AIM: Which lines of the material below contain the word "door"? Return each one in full, and treat uppercase and lowercase as different.

[Entries for image segmentation]
[Begin]

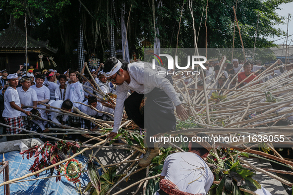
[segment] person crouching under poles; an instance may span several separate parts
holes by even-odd
[[[105,63],[102,73],[109,82],[117,85],[114,125],[107,138],[113,139],[117,135],[125,107],[128,118],[147,131],[145,137],[148,147],[143,158],[139,161],[141,167],[149,165],[158,154],[158,143],[150,142],[150,137],[175,130],[174,105],[178,116],[183,120],[188,118],[187,112],[173,87],[171,76],[161,73],[159,75],[159,71],[165,73],[167,71],[160,66],[156,66],[156,70],[152,67],[152,64],[148,62],[128,64],[112,57]],[[127,98],[129,90],[134,92]],[[142,101],[146,105],[144,109],[141,109]]]

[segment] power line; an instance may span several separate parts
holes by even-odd
[[[289,37],[292,36],[292,35],[293,35],[293,34],[292,35],[288,35],[287,37]],[[277,40],[274,40],[274,41],[281,40],[281,39],[285,39],[285,38],[287,38],[287,37],[283,37],[283,38],[279,39],[277,39]]]

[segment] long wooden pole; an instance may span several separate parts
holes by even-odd
[[[256,43],[256,37],[257,37],[257,28],[258,27],[258,18],[259,17],[259,14],[257,15],[257,24],[256,25],[256,31],[255,32],[255,39],[254,39],[254,46],[253,47],[253,56],[252,57],[252,60],[254,60],[254,51],[255,51],[255,44]]]
[[[238,0],[236,1],[236,5],[235,7],[235,12],[237,10],[237,2]],[[232,44],[232,55],[231,56],[231,61],[233,59],[233,54],[234,53],[234,40],[235,40],[235,23],[236,23],[236,20],[234,18],[234,31],[233,32],[233,43]]]
[[[285,53],[285,64],[287,63],[287,44],[288,43],[288,28],[289,27],[289,17],[291,17],[290,14],[288,13],[288,21],[287,22],[287,38],[286,39],[286,52]]]
[[[195,32],[195,28],[194,27],[194,18],[193,17],[193,10],[192,9],[192,4],[191,4],[191,2],[190,0],[189,0],[189,9],[190,10],[190,13],[191,14],[191,17],[192,18],[192,30],[193,30],[193,36],[194,36],[194,48],[195,49],[195,53],[197,55],[199,55],[199,52],[198,52],[198,49],[197,48],[197,44],[196,43],[196,34]],[[198,59],[198,60],[199,61],[199,59]],[[202,68],[201,67],[201,66],[200,66],[200,70],[201,71],[201,72],[203,73],[203,70],[202,69]],[[203,74],[202,74],[202,75],[203,75]],[[202,77],[202,81],[203,81],[203,91],[204,93],[204,97],[205,97],[205,99],[206,101],[206,102],[208,102],[208,96],[207,96],[207,91],[206,90],[206,82],[205,82],[205,79],[204,78],[204,77]],[[190,105],[190,106],[191,106],[191,105]],[[206,103],[206,114],[207,115],[207,119],[208,120],[208,124],[209,125],[211,124],[211,119],[210,119],[210,116],[209,115],[209,104],[208,103]]]
[[[208,58],[208,27],[207,27],[207,19],[208,16],[208,5],[209,5],[209,0],[207,0],[207,6],[206,7],[206,21],[205,25],[206,26],[206,57]]]
[[[25,73],[25,75],[27,76],[27,29],[26,28],[26,13],[25,13],[25,67],[26,68],[26,71]]]
[[[103,141],[101,142],[100,142],[99,143],[97,143],[95,145],[94,145],[94,146],[96,146],[100,145],[101,144],[101,143],[104,143],[104,141]],[[13,179],[11,180],[7,181],[7,182],[1,183],[1,184],[0,184],[0,187],[1,186],[3,186],[3,185],[4,185],[5,184],[7,184],[8,183],[10,183],[11,182],[15,182],[16,181],[19,181],[19,180],[22,180],[23,179],[26,178],[27,177],[32,176],[35,175],[36,175],[36,174],[37,174],[38,173],[42,173],[42,172],[45,171],[46,170],[49,170],[49,169],[51,169],[52,168],[54,168],[54,167],[55,167],[55,166],[56,166],[57,165],[59,165],[60,164],[62,164],[63,163],[64,163],[64,162],[66,162],[68,161],[68,160],[71,160],[72,158],[74,158],[75,156],[77,156],[78,155],[82,154],[83,152],[84,152],[84,151],[86,151],[87,150],[91,149],[91,147],[86,147],[84,149],[82,149],[81,151],[80,151],[79,152],[75,153],[74,154],[72,155],[70,157],[65,159],[65,160],[62,160],[62,161],[61,161],[60,162],[58,162],[57,163],[55,163],[54,164],[53,164],[52,165],[50,165],[50,166],[49,166],[48,167],[47,167],[46,168],[44,168],[43,169],[40,169],[40,170],[38,170],[37,171],[35,171],[35,172],[34,172],[33,173],[29,173],[29,174],[26,174],[26,175],[24,175],[24,176],[23,176],[22,177],[19,177],[18,178],[15,178],[15,179]]]
[[[240,28],[239,28],[239,25],[238,25],[238,20],[237,20],[237,17],[236,17],[236,12],[235,11],[235,8],[234,6],[233,6],[233,11],[234,11],[234,14],[235,15],[235,21],[236,21],[236,24],[237,25],[237,28],[238,28],[238,31],[239,31],[239,36],[240,36],[240,40],[241,41],[241,44],[242,45],[242,49],[243,49],[243,54],[244,57],[244,61],[246,60],[246,57],[245,57],[245,52],[244,51],[244,46],[243,45],[243,42],[242,41],[242,38],[241,37],[241,33],[240,32]]]

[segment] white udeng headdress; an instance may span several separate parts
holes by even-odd
[[[122,66],[122,63],[121,63],[121,62],[118,60],[117,60],[117,61],[118,61],[118,63],[115,64],[115,65],[114,66],[113,68],[111,69],[111,70],[110,70],[108,72],[104,72],[104,70],[103,70],[102,71],[102,73],[101,74],[104,75],[106,77],[110,77],[111,76],[114,75],[117,72],[118,72],[119,69],[121,68],[121,66]]]

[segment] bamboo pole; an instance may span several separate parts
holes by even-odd
[[[246,164],[247,165],[251,167],[251,168],[255,170],[255,171],[260,172],[262,173],[265,175],[267,175],[267,176],[270,176],[270,177],[276,179],[276,180],[279,181],[279,182],[282,183],[283,184],[284,184],[285,185],[286,185],[290,187],[292,187],[292,186],[293,186],[293,184],[292,184],[292,183],[290,183],[290,182],[288,182],[288,181],[285,180],[284,179],[281,178],[279,177],[278,177],[278,176],[276,176],[276,175],[274,175],[268,171],[266,171],[263,169],[257,168],[255,166],[254,166],[253,164],[252,164],[251,163],[246,161],[246,160],[244,160],[241,158],[239,158],[239,161],[240,162],[242,162],[242,163]]]
[[[60,140],[60,139],[59,139],[59,140]],[[97,144],[96,144],[94,146],[98,146],[98,145],[100,145],[100,143],[97,143]],[[28,174],[26,174],[26,175],[24,175],[23,176],[19,177],[18,178],[13,179],[12,179],[11,180],[8,181],[7,182],[1,183],[1,184],[0,184],[0,187],[1,186],[3,186],[3,185],[5,185],[5,184],[7,184],[8,182],[10,183],[10,182],[15,182],[15,181],[19,181],[19,180],[22,180],[23,179],[26,178],[27,177],[32,176],[33,175],[38,174],[39,174],[40,173],[42,173],[43,171],[45,171],[46,170],[49,170],[49,169],[51,169],[52,168],[54,168],[54,167],[55,167],[55,166],[56,166],[57,165],[59,165],[60,164],[62,164],[62,163],[63,163],[64,162],[66,162],[67,161],[72,159],[72,158],[74,158],[75,156],[78,156],[78,155],[82,154],[83,152],[84,152],[84,151],[86,151],[87,150],[90,149],[91,149],[91,148],[90,148],[90,147],[86,147],[86,148],[84,148],[83,149],[81,150],[81,151],[80,151],[79,152],[76,153],[72,155],[70,157],[69,157],[68,158],[66,158],[66,159],[64,159],[63,160],[62,160],[62,161],[61,161],[60,162],[58,162],[57,163],[55,163],[54,164],[53,164],[52,165],[50,165],[50,166],[49,166],[48,167],[47,167],[46,168],[44,168],[43,169],[40,169],[40,170],[39,170],[38,171],[35,171],[35,172],[34,172],[33,173],[29,173]]]
[[[233,11],[234,11],[234,15],[235,15],[235,21],[236,21],[236,24],[237,25],[237,28],[238,28],[238,30],[239,31],[239,36],[240,37],[240,41],[241,41],[241,45],[242,45],[242,49],[243,49],[243,54],[244,56],[244,61],[246,61],[246,57],[245,56],[245,52],[244,51],[244,46],[243,45],[243,41],[242,41],[242,38],[241,37],[241,33],[240,32],[240,28],[239,28],[239,25],[238,25],[238,20],[237,20],[237,17],[236,17],[236,12],[235,11],[235,8],[233,6]]]

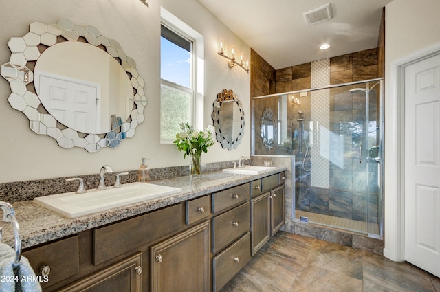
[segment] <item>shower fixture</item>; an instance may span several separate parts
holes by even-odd
[[[304,112],[300,109],[298,111],[298,114],[299,115],[299,117],[296,120],[299,122],[299,149],[298,150],[298,154],[300,156],[302,156],[302,143],[304,143],[304,146],[305,146],[305,153],[304,154],[304,157],[302,159],[302,169],[305,171],[309,171],[310,168],[307,168],[305,167],[305,159],[309,155],[309,159],[310,159],[310,153],[309,152],[309,148],[310,146],[310,138],[309,137],[309,131],[306,131],[304,130]]]
[[[373,91],[373,89],[376,85],[377,85],[378,84],[380,84],[380,82],[378,82],[377,83],[375,84],[371,87],[370,87],[370,89],[368,89],[368,92],[371,92]],[[349,90],[349,91],[350,91],[352,93],[355,93],[355,92],[366,92],[366,89],[365,89],[365,88],[353,88],[353,89]]]

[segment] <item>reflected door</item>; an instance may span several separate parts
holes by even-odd
[[[96,133],[98,91],[90,85],[40,77],[39,96],[46,110],[65,126],[85,133]]]

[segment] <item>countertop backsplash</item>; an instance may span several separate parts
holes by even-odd
[[[232,161],[216,162],[202,164],[202,172],[211,172],[231,167]],[[78,175],[74,177],[56,177],[52,179],[38,179],[25,181],[16,181],[0,183],[0,201],[13,204],[14,202],[32,200],[38,196],[50,194],[75,192],[78,189],[78,183],[65,181],[71,177],[80,177],[84,179],[86,189],[96,188],[99,183],[99,170],[94,175]],[[105,183],[107,186],[113,186],[116,180],[116,174],[106,173]],[[129,175],[120,177],[122,183],[138,181],[138,170],[128,171]],[[189,175],[189,166],[171,166],[150,169],[151,181],[170,179]]]

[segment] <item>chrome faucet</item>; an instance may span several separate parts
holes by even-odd
[[[101,170],[99,172],[99,185],[98,186],[98,188],[96,188],[96,190],[101,190],[106,189],[107,186],[105,186],[105,181],[104,180],[104,173],[106,171],[107,173],[113,172],[111,168],[107,164],[101,168]]]
[[[243,162],[241,162],[242,158],[244,159]],[[240,157],[240,159],[239,159],[239,167],[243,167],[245,166],[245,161],[246,160],[248,160],[248,158],[246,158],[245,156],[241,156],[241,157]]]

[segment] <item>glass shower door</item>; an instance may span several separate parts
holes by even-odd
[[[310,120],[298,119],[297,218],[380,237],[379,87],[366,82],[309,93]]]

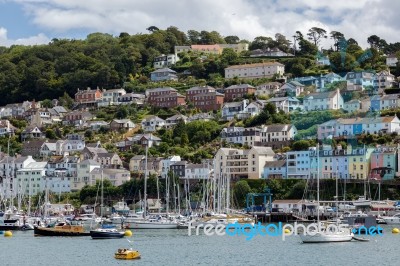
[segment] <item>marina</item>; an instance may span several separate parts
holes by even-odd
[[[371,236],[369,242],[345,242],[306,245],[298,236],[188,236],[187,230],[135,230],[130,239],[92,240],[90,237],[33,237],[32,231],[14,231],[6,238],[0,235],[2,254],[15,254],[24,246],[24,256],[12,256],[2,265],[125,265],[114,253],[132,247],[141,254],[140,265],[396,265],[399,234],[383,225],[382,236]],[[312,253],[318,254],[318,261]],[[38,250],[40,256],[38,256]],[[93,255],[96,254],[96,255]],[[307,255],[306,255],[307,254]],[[340,254],[340,255],[338,255]],[[131,262],[132,263],[132,262]]]

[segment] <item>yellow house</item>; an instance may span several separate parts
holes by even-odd
[[[367,179],[370,172],[370,158],[373,148],[347,149],[349,179]]]

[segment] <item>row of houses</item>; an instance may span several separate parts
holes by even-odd
[[[44,152],[52,149],[50,143],[42,145]],[[0,191],[3,195],[15,196],[21,192],[35,195],[48,188],[55,193],[71,192],[85,185],[94,185],[105,179],[119,186],[130,180],[130,172],[122,167],[116,153],[103,148],[85,147],[77,155],[51,155],[44,161],[36,161],[31,155],[3,155],[0,160]]]
[[[318,125],[318,139],[353,138],[360,134],[391,134],[400,132],[397,116],[339,118]]]
[[[227,127],[221,131],[221,141],[245,146],[267,146],[279,149],[289,146],[297,134],[294,125],[274,124],[261,127]]]
[[[274,179],[372,179],[392,180],[399,176],[398,147],[315,147],[289,151],[264,165],[263,178]]]

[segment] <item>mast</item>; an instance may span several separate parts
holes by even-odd
[[[319,143],[317,144],[317,222],[319,226]]]
[[[168,169],[169,169],[169,163],[168,163]],[[170,175],[171,170],[168,170],[167,175],[165,176],[165,204],[166,206],[166,212],[169,213],[169,175]]]
[[[150,135],[151,138],[151,135]],[[147,153],[149,152],[149,140],[146,143],[146,155],[145,155],[145,166],[144,166],[144,195],[143,195],[143,218],[147,215]]]
[[[100,219],[103,221],[103,209],[104,209],[104,182],[103,182],[103,168],[101,169],[101,199],[100,199]]]
[[[157,204],[160,202],[160,188],[158,186],[158,177],[157,177]],[[158,205],[158,213],[161,213],[161,204]]]
[[[226,175],[226,213],[229,213],[230,208],[230,177]]]

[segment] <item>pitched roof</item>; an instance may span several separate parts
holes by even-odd
[[[252,68],[252,67],[265,67],[265,66],[285,66],[279,62],[264,62],[264,63],[254,63],[254,64],[245,64],[245,65],[234,65],[227,67],[225,69],[237,69],[237,68]]]
[[[285,160],[279,161],[266,161],[264,167],[283,167],[286,165]]]
[[[252,149],[256,150],[258,154],[271,155],[271,156],[275,155],[275,152],[272,150],[271,147],[253,146]]]
[[[239,107],[242,105],[243,105],[243,102],[229,102],[229,103],[224,103],[224,106],[222,108]]]
[[[231,85],[227,88],[225,88],[225,91],[227,90],[234,90],[234,89],[246,89],[246,88],[251,88],[251,89],[255,89],[254,86],[251,86],[250,84],[238,84],[238,85]]]
[[[144,118],[142,120],[142,122],[146,122],[146,121],[151,121],[151,120],[158,120],[158,121],[164,121],[164,119],[159,118],[158,116],[155,115],[149,115],[146,118]]]
[[[147,89],[146,93],[148,92],[157,92],[157,91],[177,91],[174,88],[171,87],[163,87],[163,88],[154,88],[154,89]]]
[[[181,114],[176,114],[176,115],[173,115],[173,116],[171,116],[171,117],[168,117],[168,118],[165,119],[165,120],[171,121],[171,120],[177,120],[177,119],[186,120],[186,119],[187,119],[187,116],[181,115]]]
[[[327,92],[316,92],[316,93],[310,93],[304,97],[305,100],[308,99],[327,99],[327,98],[333,98],[335,95],[338,93],[337,90],[334,91],[327,91]]]
[[[157,69],[157,70],[155,70],[155,71],[153,71],[153,72],[151,72],[151,73],[164,73],[164,72],[176,74],[176,71],[174,71],[174,70],[172,70],[172,69],[170,69],[170,68],[167,68],[167,67],[166,67],[166,68]]]
[[[190,89],[187,89],[186,91],[196,91],[196,90],[209,90],[209,91],[215,91],[215,88],[211,86],[195,86]]]
[[[263,128],[264,132],[281,132],[281,131],[289,131],[292,128],[290,124],[275,124],[275,125],[268,125]]]

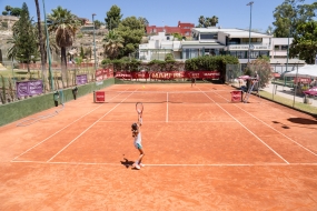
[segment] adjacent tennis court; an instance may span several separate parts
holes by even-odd
[[[102,91],[0,128],[0,210],[317,210],[315,118],[224,84]]]

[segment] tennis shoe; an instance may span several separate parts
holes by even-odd
[[[136,168],[136,169],[141,169],[140,165],[138,163],[136,163],[136,162],[132,164],[132,167]]]

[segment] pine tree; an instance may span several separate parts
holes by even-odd
[[[32,58],[38,54],[38,47],[34,27],[32,26],[32,20],[30,19],[29,9],[26,2],[22,4],[21,17],[14,23],[13,31],[18,37],[17,59],[23,63],[27,63],[28,72],[30,72],[29,64],[32,61]]]

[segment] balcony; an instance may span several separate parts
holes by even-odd
[[[227,47],[227,50],[229,50],[229,51],[249,50],[249,43],[247,43],[247,44],[229,44]],[[270,44],[251,43],[251,50],[271,50],[271,46]]]

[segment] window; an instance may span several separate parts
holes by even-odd
[[[283,51],[287,51],[287,48],[288,48],[288,46],[281,46],[281,47],[280,47],[280,49],[281,49]]]
[[[215,39],[215,36],[216,34],[211,34],[211,33],[200,34],[200,40],[211,40],[211,39]]]

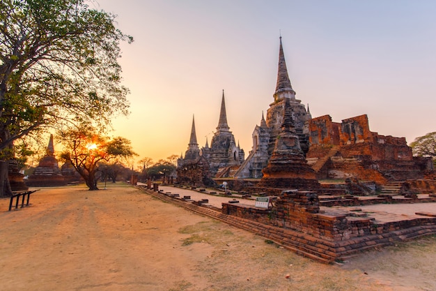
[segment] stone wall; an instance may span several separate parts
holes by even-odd
[[[325,263],[345,260],[350,255],[371,248],[436,233],[436,218],[431,216],[377,224],[366,217],[302,212],[295,217],[300,218],[302,225],[308,225],[313,229],[313,234],[309,234],[274,225],[271,221],[277,219],[274,217],[272,210],[252,210],[253,207],[224,203],[219,211],[206,205],[199,206],[157,191],[143,190],[164,201],[171,202],[196,213],[252,232],[299,255]],[[303,201],[306,199],[302,198]],[[238,216],[228,214],[238,214]],[[314,223],[313,227],[307,224],[309,221]]]

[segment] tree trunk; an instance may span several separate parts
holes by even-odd
[[[0,197],[10,197],[12,195],[8,172],[9,161],[0,161]]]
[[[89,191],[98,190],[97,187],[97,180],[95,179],[95,175],[90,174],[88,176],[88,179],[85,180],[86,183],[86,186],[89,188]]]

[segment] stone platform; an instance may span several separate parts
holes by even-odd
[[[144,189],[159,199],[253,232],[298,254],[326,263],[345,260],[368,249],[436,233],[435,202],[320,207],[318,213],[312,213],[316,207],[295,207],[293,219],[288,225],[280,225],[277,223],[279,220],[274,220],[277,214],[254,207],[254,200],[242,195],[221,197],[207,191],[165,186],[160,190]],[[178,193],[181,197],[190,195],[191,199],[184,201],[164,192]],[[302,200],[298,198],[300,202],[305,195],[304,193],[300,195]],[[419,197],[428,201],[428,195]],[[204,199],[208,199],[208,203],[196,203]],[[239,203],[231,203],[233,199]]]

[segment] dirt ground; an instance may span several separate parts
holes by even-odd
[[[132,186],[0,199],[0,290],[436,290],[436,236],[323,264]]]

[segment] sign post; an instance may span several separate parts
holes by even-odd
[[[270,206],[270,197],[257,197],[256,198],[255,207],[268,209]]]

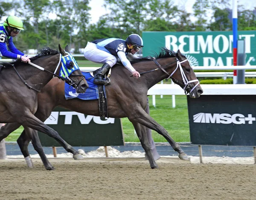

[End]

WORKED SOLUTION:
[segment] <item>reflected door</item>; an instance may span several separate parts
[segment] <item>glass shower door</item>; an instance may span several separate parts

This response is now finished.